> PROVIDED RECORDS
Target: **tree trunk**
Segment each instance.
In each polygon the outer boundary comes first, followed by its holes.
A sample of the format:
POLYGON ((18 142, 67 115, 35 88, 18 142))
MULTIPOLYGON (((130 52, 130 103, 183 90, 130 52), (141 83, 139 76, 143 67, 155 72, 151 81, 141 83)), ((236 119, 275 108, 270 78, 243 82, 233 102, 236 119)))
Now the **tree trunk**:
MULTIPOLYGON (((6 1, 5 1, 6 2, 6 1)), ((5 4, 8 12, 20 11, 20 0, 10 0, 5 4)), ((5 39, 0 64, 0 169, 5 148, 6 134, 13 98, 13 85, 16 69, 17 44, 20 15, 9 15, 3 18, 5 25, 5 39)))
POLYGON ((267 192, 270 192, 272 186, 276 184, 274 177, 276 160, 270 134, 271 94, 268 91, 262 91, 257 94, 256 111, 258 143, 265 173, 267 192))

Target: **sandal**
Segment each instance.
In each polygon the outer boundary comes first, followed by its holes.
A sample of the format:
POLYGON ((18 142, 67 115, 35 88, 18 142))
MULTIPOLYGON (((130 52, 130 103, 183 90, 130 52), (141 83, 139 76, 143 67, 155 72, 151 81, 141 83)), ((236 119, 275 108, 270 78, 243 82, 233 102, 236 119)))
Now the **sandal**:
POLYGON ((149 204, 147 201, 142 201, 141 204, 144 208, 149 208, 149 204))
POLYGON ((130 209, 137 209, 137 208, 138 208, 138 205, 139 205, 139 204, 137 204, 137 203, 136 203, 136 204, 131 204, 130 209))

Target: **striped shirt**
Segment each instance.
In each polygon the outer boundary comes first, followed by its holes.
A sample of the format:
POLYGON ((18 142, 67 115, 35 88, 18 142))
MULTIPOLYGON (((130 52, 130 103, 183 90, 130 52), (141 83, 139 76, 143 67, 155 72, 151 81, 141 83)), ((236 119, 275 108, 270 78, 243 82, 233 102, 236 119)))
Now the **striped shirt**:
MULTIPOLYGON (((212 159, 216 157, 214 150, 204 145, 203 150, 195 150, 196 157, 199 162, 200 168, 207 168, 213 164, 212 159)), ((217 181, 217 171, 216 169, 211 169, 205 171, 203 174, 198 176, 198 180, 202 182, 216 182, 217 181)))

> STATED EXERCISE
Copy all of the items above word for word, without changing anything.

> FINISHED ANSWER
Target: **tree trunk**
Segment each instance.
In each polygon the outer boundary comes first, followed by its holes.
A sample of the format:
POLYGON ((18 142, 67 115, 35 88, 18 142))
MULTIPOLYGON (((130 52, 130 103, 183 90, 130 52), (141 83, 139 76, 143 67, 155 72, 151 81, 141 83)), ((236 119, 275 108, 270 78, 243 82, 233 102, 236 119)))
Now the **tree trunk**:
MULTIPOLYGON (((6 1, 5 1, 6 2, 6 1)), ((5 4, 8 12, 20 11, 20 0, 10 0, 5 4)), ((5 39, 0 64, 0 169, 5 148, 6 134, 13 98, 13 85, 16 69, 17 44, 20 15, 9 15, 3 18, 5 25, 5 39)))
POLYGON ((267 192, 270 192, 272 186, 276 184, 274 177, 276 160, 270 134, 271 94, 268 91, 262 91, 257 94, 256 111, 258 143, 265 173, 267 192))

Target: **sandal**
Segment each instance.
In each polygon the outer boundary comes first, followed by its holes.
A sample of the format:
POLYGON ((18 142, 67 115, 35 88, 18 142))
MULTIPOLYGON (((130 52, 130 103, 183 90, 130 52), (141 83, 139 76, 143 67, 155 72, 151 81, 141 83)), ((236 119, 275 108, 270 78, 243 82, 233 102, 236 119)))
Now the **sandal**:
POLYGON ((149 204, 147 201, 142 201, 141 204, 144 208, 149 208, 149 204))
POLYGON ((130 209, 137 209, 137 208, 138 208, 138 205, 139 205, 139 204, 137 204, 137 203, 136 203, 136 204, 131 204, 130 209))

Target: **striped shirt**
Segment each instance.
In each polygon the outer boundary comes first, followed by its holes.
A sample of the format:
POLYGON ((18 142, 67 115, 35 88, 18 142))
MULTIPOLYGON (((130 52, 130 103, 183 90, 130 52), (141 83, 139 76, 143 67, 155 72, 151 81, 141 83)), ((236 119, 275 108, 270 78, 243 82, 233 102, 236 119)))
Now the **striped shirt**:
MULTIPOLYGON (((212 159, 216 157, 214 150, 204 145, 203 150, 195 150, 196 157, 199 162, 200 168, 207 168, 213 164, 212 159)), ((217 181, 217 171, 216 169, 211 169, 205 171, 203 174, 198 176, 198 180, 202 182, 216 182, 217 181)))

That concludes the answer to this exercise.